- _Aim_
Please rewrite the items in the stretch from the line containing "of the wooden" through the line containing "x=670 y=611", both ends included, as a two-column CSV with the columns text and answer. Give one row per item, putting its text and its answer each in a single quoted field and turning line breaks into spaces.

--- Start Supplied records ---

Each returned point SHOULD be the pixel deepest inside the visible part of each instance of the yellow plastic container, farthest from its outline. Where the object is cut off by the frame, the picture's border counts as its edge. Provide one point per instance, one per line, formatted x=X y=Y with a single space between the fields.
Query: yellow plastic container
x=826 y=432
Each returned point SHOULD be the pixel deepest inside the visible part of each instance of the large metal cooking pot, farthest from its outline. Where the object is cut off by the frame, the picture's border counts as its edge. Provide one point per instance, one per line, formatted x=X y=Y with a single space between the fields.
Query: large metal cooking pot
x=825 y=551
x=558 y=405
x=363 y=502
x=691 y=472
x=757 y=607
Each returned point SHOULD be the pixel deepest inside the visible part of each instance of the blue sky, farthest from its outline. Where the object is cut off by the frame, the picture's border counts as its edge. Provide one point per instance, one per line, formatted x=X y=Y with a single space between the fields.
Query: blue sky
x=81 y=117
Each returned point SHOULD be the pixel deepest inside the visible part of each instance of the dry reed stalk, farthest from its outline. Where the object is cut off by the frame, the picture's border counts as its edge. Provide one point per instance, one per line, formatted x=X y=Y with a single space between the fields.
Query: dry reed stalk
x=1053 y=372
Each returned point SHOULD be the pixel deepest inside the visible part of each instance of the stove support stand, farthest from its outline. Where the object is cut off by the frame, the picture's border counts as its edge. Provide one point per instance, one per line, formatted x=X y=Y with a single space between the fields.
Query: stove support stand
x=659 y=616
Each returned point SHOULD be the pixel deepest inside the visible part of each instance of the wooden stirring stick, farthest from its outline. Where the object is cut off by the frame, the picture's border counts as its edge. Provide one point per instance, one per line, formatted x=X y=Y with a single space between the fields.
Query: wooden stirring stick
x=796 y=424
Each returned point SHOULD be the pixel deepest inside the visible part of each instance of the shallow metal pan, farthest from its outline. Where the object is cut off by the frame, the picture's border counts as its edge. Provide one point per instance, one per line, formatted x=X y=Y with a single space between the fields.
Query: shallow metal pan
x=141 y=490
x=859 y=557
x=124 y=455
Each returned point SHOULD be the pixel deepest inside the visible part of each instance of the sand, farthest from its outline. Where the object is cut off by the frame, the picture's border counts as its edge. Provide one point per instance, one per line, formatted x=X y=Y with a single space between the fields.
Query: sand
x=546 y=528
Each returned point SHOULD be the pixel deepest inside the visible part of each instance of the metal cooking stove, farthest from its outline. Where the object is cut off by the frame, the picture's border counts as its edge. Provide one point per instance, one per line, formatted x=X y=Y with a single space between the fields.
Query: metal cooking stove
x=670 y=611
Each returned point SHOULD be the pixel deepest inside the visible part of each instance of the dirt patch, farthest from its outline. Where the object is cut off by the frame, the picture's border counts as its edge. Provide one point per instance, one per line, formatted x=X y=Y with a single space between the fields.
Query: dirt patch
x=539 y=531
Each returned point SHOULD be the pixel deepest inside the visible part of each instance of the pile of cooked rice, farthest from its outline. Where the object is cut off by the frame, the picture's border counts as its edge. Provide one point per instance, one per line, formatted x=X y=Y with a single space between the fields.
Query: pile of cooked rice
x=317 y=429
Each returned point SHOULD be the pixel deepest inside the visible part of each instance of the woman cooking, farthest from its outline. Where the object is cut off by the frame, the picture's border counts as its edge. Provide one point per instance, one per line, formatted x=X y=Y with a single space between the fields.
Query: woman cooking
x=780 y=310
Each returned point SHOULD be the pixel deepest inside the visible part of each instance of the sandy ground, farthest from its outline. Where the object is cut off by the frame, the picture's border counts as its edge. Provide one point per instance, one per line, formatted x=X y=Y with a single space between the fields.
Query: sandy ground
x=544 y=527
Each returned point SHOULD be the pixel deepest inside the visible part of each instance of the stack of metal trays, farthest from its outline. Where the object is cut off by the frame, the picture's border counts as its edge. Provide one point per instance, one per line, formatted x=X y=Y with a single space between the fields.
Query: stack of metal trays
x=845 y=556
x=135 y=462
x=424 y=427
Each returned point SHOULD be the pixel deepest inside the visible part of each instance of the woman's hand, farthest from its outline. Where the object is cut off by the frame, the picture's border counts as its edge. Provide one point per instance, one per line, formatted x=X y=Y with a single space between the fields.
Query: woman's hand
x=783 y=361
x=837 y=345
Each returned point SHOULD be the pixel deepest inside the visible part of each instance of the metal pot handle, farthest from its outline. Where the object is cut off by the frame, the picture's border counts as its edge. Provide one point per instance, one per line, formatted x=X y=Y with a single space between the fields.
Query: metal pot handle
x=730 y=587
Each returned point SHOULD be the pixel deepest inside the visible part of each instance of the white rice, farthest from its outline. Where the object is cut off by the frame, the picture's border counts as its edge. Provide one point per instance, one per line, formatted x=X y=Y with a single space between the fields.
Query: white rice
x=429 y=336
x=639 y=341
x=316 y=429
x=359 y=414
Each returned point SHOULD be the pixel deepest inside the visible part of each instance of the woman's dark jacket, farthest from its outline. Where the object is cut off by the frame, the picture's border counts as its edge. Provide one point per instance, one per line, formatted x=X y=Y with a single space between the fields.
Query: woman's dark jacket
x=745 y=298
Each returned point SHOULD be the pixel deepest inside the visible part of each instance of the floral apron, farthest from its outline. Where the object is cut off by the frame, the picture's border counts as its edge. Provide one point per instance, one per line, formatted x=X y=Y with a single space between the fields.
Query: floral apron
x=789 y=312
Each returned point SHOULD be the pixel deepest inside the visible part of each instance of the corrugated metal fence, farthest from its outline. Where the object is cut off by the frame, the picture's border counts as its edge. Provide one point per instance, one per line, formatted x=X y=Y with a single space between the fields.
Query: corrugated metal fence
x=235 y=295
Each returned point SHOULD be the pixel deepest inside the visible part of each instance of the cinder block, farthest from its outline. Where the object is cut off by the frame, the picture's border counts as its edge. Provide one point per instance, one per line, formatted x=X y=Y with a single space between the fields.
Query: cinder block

--- End Supplied records ---

- _Full output_
text,answer
"Each returned point SHOULD be the pixel deepest inside the visible part of each instance of the wooden stirring stick, farthest from its outline. Where the object is cut off by the frame, the picture's border counts as its edge. Provide one point per instance, one per line, formatted x=X y=Y with a single space between the fields. Query: wooden stirring stick","x=796 y=424"
"Each returned point SHOULD be the pixel deepest inside the visible part of each instance of the shallow metal pan, farthest from its outline. Where the object is cut off by the frame, the picture's border counts as its edge. Provide one point per instance, one per line, formatted x=X y=Y with a single space between the fields. Query: shallow metal pan","x=141 y=490 x=859 y=557 x=124 y=455"
"Each returned point SHOULD be the pixel deepest inside the visible part of each instance of the sand, farthest from its outline. Where the object is cut off by the frame, the picture's border counts as its edge. Provide one point per instance, one per line, formatted x=X y=Y with a single space between the fields. Query: sand","x=546 y=528"
"Each returned point SHOULD be the pixel deepest inside the visible part of each instance of the metal cooking stove, farthest from its outline. Where the object is cut off by the frame, the picture's border counts as its edge. Provide one point per instance, one per line, formatted x=X y=Y with a single space between the fields. Query: metal cooking stove","x=670 y=611"